## [Records for the exercise]
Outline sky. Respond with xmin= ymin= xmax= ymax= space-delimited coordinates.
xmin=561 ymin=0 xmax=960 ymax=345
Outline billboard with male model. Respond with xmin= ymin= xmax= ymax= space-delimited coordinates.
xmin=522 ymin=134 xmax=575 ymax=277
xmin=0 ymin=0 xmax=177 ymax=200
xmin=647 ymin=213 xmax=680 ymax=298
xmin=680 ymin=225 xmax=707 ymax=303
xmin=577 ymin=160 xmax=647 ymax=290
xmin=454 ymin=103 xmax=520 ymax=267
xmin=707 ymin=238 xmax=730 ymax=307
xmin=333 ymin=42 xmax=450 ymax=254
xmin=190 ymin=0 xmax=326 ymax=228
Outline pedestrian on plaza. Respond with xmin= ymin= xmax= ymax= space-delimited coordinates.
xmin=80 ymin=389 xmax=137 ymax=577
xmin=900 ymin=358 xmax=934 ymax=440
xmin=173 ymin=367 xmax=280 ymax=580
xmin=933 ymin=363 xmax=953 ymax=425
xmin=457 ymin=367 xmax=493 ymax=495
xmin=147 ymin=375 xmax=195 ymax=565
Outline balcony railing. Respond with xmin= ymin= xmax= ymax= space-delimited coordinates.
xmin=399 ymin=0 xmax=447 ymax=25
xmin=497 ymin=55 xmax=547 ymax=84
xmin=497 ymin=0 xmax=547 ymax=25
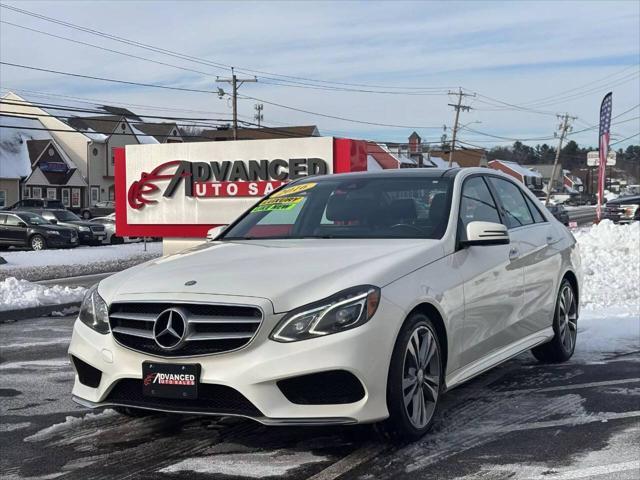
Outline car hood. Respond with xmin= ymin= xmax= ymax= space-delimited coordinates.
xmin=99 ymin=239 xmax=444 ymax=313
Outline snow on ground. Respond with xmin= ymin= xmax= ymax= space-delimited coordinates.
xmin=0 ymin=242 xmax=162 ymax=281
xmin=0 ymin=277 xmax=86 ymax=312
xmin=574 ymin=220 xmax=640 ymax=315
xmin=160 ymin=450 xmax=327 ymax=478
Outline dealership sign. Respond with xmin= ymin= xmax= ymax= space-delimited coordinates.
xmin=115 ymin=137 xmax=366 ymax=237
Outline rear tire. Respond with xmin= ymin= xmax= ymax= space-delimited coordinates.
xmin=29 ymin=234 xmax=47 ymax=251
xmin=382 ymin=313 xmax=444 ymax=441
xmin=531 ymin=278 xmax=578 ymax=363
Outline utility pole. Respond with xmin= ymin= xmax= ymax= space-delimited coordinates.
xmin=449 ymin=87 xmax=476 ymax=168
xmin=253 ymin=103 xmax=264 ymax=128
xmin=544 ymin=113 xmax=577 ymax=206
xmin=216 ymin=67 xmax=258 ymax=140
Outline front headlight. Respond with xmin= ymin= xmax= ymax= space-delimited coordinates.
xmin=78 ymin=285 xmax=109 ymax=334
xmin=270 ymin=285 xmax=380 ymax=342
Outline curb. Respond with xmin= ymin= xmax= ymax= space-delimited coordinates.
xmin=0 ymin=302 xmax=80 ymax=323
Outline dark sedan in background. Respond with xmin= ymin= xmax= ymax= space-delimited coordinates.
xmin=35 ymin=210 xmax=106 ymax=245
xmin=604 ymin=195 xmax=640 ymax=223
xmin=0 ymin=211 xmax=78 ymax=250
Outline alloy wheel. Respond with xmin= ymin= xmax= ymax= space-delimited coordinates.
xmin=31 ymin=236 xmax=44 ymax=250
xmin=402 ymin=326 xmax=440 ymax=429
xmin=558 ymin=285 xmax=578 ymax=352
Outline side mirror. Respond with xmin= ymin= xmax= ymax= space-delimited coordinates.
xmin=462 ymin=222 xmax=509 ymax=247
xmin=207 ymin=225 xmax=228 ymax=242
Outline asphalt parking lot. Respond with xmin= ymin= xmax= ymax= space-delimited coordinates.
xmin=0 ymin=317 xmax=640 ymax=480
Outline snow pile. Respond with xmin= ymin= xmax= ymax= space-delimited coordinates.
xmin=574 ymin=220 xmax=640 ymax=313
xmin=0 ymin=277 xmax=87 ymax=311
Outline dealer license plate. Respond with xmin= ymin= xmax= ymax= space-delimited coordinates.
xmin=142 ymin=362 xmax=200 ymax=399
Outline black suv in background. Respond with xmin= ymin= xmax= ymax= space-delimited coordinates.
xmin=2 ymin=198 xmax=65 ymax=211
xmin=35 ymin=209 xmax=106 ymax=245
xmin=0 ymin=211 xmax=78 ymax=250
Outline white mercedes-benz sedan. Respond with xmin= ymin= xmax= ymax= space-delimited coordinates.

## [Work to do]
Rewrite every one of the lines above with each "space-delimited" changed to "space-separated" and nothing else altered, leaving the pictures out of your answer.

## [Exercise answer]
Outline sky. Respond with xmin= ymin= xmax= ymax= space-separated coordinates.
xmin=561 ymin=0 xmax=960 ymax=345
Outline billboard with male model. Respond with xmin= ymin= xmax= ymax= space-separated coordinates.
xmin=522 ymin=134 xmax=575 ymax=277
xmin=0 ymin=0 xmax=177 ymax=200
xmin=647 ymin=213 xmax=680 ymax=298
xmin=680 ymin=225 xmax=707 ymax=303
xmin=577 ymin=160 xmax=647 ymax=290
xmin=454 ymin=103 xmax=520 ymax=267
xmin=707 ymin=238 xmax=730 ymax=307
xmin=333 ymin=42 xmax=450 ymax=254
xmin=190 ymin=0 xmax=326 ymax=228
Outline pedestrian on plaza. Respond with xmin= ymin= xmax= ymax= space-separated coordinates.
xmin=80 ymin=389 xmax=137 ymax=577
xmin=900 ymin=358 xmax=934 ymax=440
xmin=173 ymin=367 xmax=280 ymax=580
xmin=933 ymin=363 xmax=953 ymax=425
xmin=457 ymin=367 xmax=493 ymax=495
xmin=147 ymin=375 xmax=195 ymax=565
Outline balcony railing. Respond with xmin= ymin= xmax= ymax= space-separated coordinates.
xmin=399 ymin=0 xmax=447 ymax=25
xmin=497 ymin=55 xmax=547 ymax=84
xmin=497 ymin=0 xmax=547 ymax=25
Outline car hood. Respond with xmin= ymin= xmax= ymax= space-separated coordinates.
xmin=99 ymin=239 xmax=444 ymax=313
Outline snow on ground. Respond with xmin= ymin= xmax= ymax= space-separated coordinates.
xmin=0 ymin=242 xmax=162 ymax=281
xmin=0 ymin=277 xmax=86 ymax=312
xmin=574 ymin=220 xmax=640 ymax=315
xmin=160 ymin=450 xmax=327 ymax=478
Outline dealership sign. Respond with xmin= ymin= xmax= ymax= space-separated coordinates.
xmin=115 ymin=137 xmax=366 ymax=237
Outline rear tire. Respond with xmin= ymin= xmax= ymax= space-separated coordinates.
xmin=29 ymin=234 xmax=47 ymax=251
xmin=382 ymin=313 xmax=444 ymax=441
xmin=531 ymin=278 xmax=578 ymax=363
Outline utility pole. Respond with xmin= ymin= xmax= ymax= space-separated coordinates.
xmin=449 ymin=87 xmax=476 ymax=168
xmin=253 ymin=103 xmax=264 ymax=128
xmin=544 ymin=113 xmax=577 ymax=206
xmin=216 ymin=67 xmax=258 ymax=140
Outline front headlight. Respond with xmin= ymin= xmax= ymax= space-separated coordinates.
xmin=78 ymin=285 xmax=109 ymax=334
xmin=270 ymin=285 xmax=380 ymax=342
Outline curb. Respond with xmin= ymin= xmax= ymax= space-separated coordinates.
xmin=0 ymin=302 xmax=80 ymax=323
Outline dark sedan in background. Respond with xmin= ymin= xmax= ymax= space-separated coordinates.
xmin=35 ymin=210 xmax=106 ymax=245
xmin=604 ymin=195 xmax=640 ymax=223
xmin=0 ymin=211 xmax=78 ymax=250
Outline alloy wheel. Respond with xmin= ymin= xmax= ymax= space-separated coordinates.
xmin=31 ymin=236 xmax=44 ymax=250
xmin=402 ymin=326 xmax=440 ymax=429
xmin=558 ymin=285 xmax=578 ymax=352
Outline side mirror. Respond with xmin= ymin= xmax= ymax= space-separated coordinates.
xmin=462 ymin=222 xmax=509 ymax=247
xmin=207 ymin=225 xmax=228 ymax=242
Outline asphalt parking lot. Respond with xmin= ymin= xmax= ymax= space-separated coordinates.
xmin=0 ymin=317 xmax=640 ymax=480
Outline snow pile. Respond with xmin= ymin= xmax= ymax= space-separated coordinates.
xmin=574 ymin=220 xmax=640 ymax=313
xmin=0 ymin=277 xmax=87 ymax=311
Outline dealer license plate. Respond with xmin= ymin= xmax= ymax= space-separated coordinates.
xmin=142 ymin=362 xmax=200 ymax=399
Outline black suv in background. Respond with xmin= ymin= xmax= ymax= space-separated coordinates.
xmin=2 ymin=198 xmax=65 ymax=211
xmin=35 ymin=209 xmax=106 ymax=245
xmin=0 ymin=211 xmax=78 ymax=250
Outline white mercedes-benz sedan. Respond with xmin= ymin= xmax= ymax= space-separated coordinates.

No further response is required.